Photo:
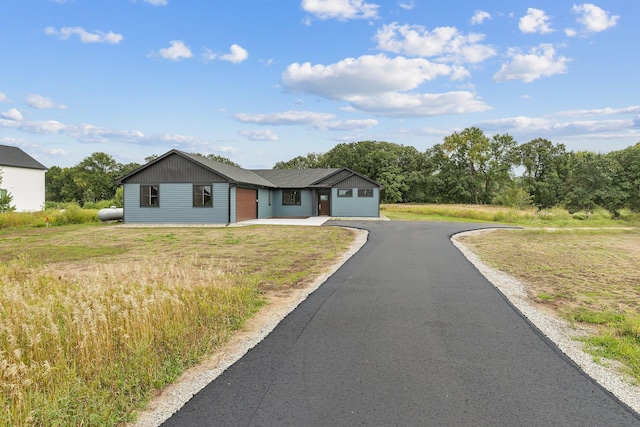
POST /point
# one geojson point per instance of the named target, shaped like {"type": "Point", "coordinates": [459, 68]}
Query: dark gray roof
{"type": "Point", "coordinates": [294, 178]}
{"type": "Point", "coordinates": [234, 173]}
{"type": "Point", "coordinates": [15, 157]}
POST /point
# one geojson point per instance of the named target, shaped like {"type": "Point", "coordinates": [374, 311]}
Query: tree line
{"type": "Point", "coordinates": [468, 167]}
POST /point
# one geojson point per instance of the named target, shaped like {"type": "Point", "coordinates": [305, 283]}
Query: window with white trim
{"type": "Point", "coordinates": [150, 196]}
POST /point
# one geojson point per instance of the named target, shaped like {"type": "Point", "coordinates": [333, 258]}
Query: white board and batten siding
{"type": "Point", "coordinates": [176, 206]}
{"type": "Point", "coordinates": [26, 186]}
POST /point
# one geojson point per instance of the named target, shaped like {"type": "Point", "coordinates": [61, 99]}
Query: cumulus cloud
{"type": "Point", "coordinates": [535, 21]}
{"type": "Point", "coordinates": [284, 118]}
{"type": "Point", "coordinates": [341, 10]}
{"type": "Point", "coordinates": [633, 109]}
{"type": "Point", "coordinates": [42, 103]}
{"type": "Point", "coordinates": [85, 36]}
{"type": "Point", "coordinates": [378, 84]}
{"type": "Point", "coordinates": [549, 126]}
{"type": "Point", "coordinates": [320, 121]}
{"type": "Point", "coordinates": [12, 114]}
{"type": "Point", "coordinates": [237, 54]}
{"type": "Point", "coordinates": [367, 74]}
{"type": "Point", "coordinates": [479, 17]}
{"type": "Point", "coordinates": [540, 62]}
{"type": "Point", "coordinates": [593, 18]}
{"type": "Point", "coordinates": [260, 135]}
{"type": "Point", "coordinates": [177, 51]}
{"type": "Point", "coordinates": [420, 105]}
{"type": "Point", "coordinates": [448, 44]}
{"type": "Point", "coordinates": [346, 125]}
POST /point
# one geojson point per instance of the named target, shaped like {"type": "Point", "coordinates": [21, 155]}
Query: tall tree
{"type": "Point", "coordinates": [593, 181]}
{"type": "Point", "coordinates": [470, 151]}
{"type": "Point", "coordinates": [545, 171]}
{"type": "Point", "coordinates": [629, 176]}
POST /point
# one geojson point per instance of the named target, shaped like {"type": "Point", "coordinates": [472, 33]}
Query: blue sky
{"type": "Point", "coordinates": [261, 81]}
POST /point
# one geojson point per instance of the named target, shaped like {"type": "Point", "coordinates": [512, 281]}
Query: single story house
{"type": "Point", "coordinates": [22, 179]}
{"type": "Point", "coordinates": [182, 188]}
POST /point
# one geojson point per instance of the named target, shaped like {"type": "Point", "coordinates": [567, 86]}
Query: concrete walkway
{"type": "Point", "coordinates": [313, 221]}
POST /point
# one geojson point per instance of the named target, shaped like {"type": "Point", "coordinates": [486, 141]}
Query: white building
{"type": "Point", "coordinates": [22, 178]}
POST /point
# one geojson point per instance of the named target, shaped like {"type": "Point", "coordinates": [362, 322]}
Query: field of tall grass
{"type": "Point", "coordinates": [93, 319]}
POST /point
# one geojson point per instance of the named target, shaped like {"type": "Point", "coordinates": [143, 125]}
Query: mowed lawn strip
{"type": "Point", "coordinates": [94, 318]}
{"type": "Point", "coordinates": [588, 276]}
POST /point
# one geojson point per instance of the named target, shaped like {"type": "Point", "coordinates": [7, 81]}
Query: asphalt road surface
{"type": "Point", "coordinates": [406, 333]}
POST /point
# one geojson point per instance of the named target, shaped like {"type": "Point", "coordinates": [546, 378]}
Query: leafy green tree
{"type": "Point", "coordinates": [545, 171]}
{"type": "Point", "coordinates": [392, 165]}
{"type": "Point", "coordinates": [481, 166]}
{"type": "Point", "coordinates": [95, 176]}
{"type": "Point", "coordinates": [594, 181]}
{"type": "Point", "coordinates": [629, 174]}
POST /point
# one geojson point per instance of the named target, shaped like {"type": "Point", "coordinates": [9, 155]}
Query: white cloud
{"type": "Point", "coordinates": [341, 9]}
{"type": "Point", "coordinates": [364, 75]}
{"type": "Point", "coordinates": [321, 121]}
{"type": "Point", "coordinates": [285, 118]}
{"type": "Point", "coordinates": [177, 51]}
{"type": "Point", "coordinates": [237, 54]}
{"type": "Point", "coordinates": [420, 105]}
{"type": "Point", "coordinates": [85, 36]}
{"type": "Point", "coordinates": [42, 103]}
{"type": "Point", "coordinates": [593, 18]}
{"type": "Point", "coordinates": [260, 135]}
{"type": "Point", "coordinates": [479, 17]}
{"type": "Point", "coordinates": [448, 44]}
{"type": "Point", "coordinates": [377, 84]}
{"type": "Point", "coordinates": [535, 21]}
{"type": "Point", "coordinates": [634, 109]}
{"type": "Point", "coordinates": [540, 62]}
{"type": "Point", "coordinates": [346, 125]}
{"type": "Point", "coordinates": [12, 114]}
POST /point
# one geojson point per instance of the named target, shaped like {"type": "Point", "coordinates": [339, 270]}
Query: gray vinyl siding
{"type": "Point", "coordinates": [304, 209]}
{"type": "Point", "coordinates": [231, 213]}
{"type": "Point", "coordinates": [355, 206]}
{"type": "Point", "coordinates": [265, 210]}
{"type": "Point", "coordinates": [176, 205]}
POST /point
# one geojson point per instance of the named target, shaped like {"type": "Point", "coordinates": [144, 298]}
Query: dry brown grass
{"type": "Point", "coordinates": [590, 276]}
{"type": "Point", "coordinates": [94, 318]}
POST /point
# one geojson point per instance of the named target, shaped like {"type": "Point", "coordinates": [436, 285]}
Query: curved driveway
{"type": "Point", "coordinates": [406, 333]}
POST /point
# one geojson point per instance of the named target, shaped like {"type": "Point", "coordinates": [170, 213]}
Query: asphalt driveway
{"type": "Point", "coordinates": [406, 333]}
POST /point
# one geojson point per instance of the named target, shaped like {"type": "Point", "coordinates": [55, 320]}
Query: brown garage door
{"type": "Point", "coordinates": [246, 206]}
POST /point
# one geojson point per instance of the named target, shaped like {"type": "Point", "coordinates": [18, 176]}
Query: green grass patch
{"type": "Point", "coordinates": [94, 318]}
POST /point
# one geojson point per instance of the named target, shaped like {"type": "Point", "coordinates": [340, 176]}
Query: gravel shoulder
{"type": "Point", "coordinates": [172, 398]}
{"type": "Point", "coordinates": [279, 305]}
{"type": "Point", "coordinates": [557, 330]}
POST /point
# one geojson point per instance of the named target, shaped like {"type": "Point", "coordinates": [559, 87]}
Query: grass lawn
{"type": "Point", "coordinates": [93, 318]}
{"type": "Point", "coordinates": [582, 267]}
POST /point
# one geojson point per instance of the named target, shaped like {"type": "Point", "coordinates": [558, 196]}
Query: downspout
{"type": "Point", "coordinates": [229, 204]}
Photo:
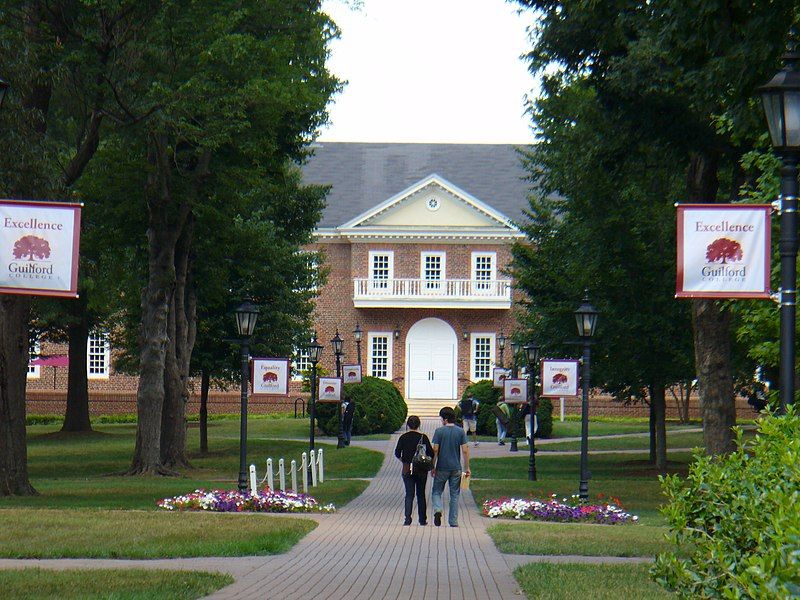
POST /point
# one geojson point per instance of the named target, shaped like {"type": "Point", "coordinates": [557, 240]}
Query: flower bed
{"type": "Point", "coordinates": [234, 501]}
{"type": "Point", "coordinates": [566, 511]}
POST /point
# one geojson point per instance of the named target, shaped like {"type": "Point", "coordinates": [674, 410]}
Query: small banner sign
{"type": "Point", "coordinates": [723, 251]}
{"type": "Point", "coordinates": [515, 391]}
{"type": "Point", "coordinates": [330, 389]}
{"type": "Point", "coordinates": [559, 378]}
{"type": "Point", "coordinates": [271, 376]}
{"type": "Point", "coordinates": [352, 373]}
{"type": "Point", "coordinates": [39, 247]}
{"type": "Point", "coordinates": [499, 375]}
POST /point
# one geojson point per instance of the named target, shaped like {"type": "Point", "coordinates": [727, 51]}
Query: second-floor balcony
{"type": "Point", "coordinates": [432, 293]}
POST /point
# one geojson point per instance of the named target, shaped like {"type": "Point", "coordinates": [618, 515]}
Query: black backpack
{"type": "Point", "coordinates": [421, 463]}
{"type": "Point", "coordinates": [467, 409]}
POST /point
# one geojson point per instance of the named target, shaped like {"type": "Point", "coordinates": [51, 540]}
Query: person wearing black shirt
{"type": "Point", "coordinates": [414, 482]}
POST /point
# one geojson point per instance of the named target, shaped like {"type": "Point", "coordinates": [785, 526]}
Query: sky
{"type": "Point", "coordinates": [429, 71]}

§ §

**Task to complete:** How many lines in the entries above contain the word "grass"? Reply with the number alone.

**Task response:** 4